Record set:
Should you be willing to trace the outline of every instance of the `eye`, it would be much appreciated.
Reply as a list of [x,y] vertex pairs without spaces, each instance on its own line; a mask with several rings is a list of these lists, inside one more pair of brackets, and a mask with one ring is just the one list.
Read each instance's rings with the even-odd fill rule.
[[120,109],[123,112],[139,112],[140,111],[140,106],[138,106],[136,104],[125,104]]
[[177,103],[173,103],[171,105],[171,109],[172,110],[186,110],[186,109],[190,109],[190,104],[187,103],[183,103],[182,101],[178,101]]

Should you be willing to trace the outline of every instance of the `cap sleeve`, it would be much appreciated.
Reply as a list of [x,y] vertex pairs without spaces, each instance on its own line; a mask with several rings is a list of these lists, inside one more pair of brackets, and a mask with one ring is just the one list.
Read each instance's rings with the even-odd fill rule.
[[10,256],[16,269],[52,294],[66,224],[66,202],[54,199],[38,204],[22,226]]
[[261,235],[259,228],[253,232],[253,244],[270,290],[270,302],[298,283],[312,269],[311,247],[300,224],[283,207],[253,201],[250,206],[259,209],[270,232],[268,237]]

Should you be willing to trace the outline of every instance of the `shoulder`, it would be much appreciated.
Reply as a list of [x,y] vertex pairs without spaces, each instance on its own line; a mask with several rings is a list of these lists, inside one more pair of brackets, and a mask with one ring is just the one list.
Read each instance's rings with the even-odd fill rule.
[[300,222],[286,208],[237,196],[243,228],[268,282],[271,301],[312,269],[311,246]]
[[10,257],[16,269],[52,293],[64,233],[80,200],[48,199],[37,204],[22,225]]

Exercise prompt: Hand back the material above in full, exactly as written.

Solution:
Should you be willing to trace the outline of every instance of the `eye`, it would be much appreciated.
Reply as a list of [x,y] vertex pairs without spaces, each instance on its own line; a mask with several rings is a list of these lists, inside one more pair of brackets, and a mask with one ring is just the one list.
Read each instance's rings with the even-odd fill rule.
[[120,109],[123,112],[139,112],[140,111],[140,106],[138,106],[136,104],[125,104]]
[[177,103],[173,103],[171,105],[171,109],[172,110],[186,110],[186,109],[190,109],[190,104],[187,103],[183,103],[182,101],[178,101]]

Should you be willing to trace the outline of every instance of the `cap sleeve`, it would be much appreciated.
Reply as a list of [x,y] vertex pairs without spaces, each instance on its own line; a mask with several rings is a list of these lists, inside one more pair of brackets, and a mask with one ring is just the one list.
Read each instance's rings with the even-odd fill rule.
[[10,256],[16,269],[52,294],[66,224],[66,202],[54,199],[38,204],[22,226]]
[[261,235],[259,228],[253,232],[253,244],[270,290],[270,302],[298,283],[312,269],[311,247],[300,224],[283,207],[253,201],[250,206],[259,209],[270,232],[268,237]]

Should you be willing to trace the outline of every instance of the `shoulder`, it would be much appreciated.
Reply as a list of [x,y] vertex pairs without spaces, each instance on its own line; a mask with several rings is a list of these lists, inside one more pair of brackets, and a mask with one ring is just the one list.
Read each instance's rings with the even-odd fill rule.
[[300,222],[286,208],[237,196],[243,228],[268,282],[271,301],[312,269],[311,246]]
[[10,257],[16,269],[52,293],[64,233],[80,200],[48,199],[37,204],[22,225]]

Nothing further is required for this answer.